> [Texte présenté]:
'''
Ces intégrations de néologismes ou mots étrangers à la langue française illustrent une des propriétés du langage : son évolution dans le temps. En effet, le français est la langue romane qui s’est le plus éloignée du latin en raison des multiples invasions, surtout germaniques. Elle compte également des apports de langues arabo-persanes, scandinaves et italienne. Mais l’évolution ne concerne pas seulement le lexique : le français médiéval étant une langue orale, il ne comporte pas de règle grammaticale. Le professeur Olivier Collet, enseignant de français médiéval à l’UNIGE estime que : « c’est plutôt le mouvement de relatinisation de la langue, surtout à partir du XIVe siècle, qui a le plus contribué à la faire évoluer, au point de vue lexico-sémantique et syntaxique. »
'''
> [Consigne A]: Résumez en deux phrases le texte sur l'évolution du français.

> [Liste fournie]:
'''
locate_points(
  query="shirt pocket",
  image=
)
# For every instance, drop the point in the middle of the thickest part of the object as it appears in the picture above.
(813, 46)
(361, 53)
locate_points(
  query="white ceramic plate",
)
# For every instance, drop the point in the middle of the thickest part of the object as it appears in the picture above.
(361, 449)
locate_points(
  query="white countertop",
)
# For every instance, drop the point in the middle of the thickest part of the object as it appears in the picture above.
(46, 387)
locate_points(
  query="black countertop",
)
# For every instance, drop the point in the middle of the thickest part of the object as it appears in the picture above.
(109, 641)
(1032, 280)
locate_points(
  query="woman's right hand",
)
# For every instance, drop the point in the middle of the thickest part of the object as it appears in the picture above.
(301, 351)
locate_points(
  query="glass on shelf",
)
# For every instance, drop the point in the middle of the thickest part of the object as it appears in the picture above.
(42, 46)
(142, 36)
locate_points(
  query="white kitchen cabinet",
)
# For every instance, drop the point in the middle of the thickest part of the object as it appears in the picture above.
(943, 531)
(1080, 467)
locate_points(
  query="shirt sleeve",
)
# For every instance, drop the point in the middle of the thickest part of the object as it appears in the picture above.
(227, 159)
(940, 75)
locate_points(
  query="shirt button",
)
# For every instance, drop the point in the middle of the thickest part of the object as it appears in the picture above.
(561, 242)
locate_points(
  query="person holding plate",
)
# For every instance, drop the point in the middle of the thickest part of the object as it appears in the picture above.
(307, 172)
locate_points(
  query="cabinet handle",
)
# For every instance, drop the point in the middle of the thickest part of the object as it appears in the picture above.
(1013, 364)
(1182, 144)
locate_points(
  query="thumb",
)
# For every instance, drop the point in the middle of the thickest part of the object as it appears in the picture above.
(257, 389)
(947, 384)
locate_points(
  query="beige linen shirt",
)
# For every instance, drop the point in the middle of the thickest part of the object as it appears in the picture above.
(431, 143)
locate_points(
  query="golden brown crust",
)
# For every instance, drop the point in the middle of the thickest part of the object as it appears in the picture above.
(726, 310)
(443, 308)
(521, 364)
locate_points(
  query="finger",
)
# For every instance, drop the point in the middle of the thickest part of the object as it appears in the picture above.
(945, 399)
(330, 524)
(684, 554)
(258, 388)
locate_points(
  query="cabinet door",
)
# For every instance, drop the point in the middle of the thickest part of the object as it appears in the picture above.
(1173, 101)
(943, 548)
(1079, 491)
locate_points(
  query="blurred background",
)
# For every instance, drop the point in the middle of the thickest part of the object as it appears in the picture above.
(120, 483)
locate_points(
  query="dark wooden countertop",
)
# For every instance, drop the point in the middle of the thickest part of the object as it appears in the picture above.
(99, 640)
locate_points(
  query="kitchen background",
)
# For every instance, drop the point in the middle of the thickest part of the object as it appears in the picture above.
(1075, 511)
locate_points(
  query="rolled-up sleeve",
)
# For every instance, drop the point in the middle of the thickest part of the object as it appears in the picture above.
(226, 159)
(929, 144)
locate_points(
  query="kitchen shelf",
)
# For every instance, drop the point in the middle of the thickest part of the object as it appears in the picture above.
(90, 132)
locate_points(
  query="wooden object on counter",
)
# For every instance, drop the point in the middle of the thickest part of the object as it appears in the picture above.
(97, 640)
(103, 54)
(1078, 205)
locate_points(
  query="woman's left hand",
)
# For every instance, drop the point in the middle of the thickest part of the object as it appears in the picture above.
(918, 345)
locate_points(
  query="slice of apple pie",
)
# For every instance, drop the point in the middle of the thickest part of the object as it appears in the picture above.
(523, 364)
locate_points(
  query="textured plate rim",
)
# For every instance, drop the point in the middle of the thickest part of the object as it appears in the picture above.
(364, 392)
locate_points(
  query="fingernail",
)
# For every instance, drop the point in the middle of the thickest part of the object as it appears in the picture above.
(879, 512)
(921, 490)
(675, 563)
'''
> [Consigne B]: Reproduisez à l'identique les lignes de la liste, depuis son début jusqu'à la ligne contenant "(1080, 467)", celle-ci comprise.

> [Réponse rédigée A]: Le français illustre l'évolution du langage dans le temps : c'est la langue romane la plus éloignée du latin, en raison surtout des invasions germaniques, et il a aussi reçu des apports arabo-persans, scandinaves et italiens. Cette évolution ne touche pas seulement le lexique, puisque le français médiéval, langue orale, n'avait pas de règle grammaticale, et selon le professeur Olivier Collet, c'est surtout la relatinisation à partir du XIVe siècle qui l'a fait évoluer.

> [Réponse rédigée B]:
locate_points(
  query="shirt pocket",
  image=
)
# For every instance, drop the point in the middle of the thickest part of the object as it appears in the picture above.
(813, 46)
(361, 53)
locate_points(
  query="white ceramic plate",
)
# For every instance, drop the point in the middle of the thickest part of the object as it appears in the picture above.
(361, 449)
locate_points(
  query="white countertop",
)
# For every instance, drop the point in the middle of the thickest part of the object as it appears in the picture above.
(46, 387)
locate_points(
  query="black countertop",
)
# For every instance, drop the point in the middle of the thickest part of the object as it appears in the picture above.
(109, 641)
(1032, 280)
locate_points(
  query="woman's right hand",
)
# For every instance, drop the point in the middle of the thickest part of the object as it appears in the picture above.
(301, 351)
locate_points(
  query="glass on shelf",
)
# For every instance, drop the point in the middle of the thickest part of the object as it appears in the picture above.
(42, 46)
(142, 36)
locate_points(
  query="white kitchen cabinet",
)
# For every instance, drop the point in the middle of the thickest part of the object as it appears in the picture above.
(943, 531)
(1080, 467)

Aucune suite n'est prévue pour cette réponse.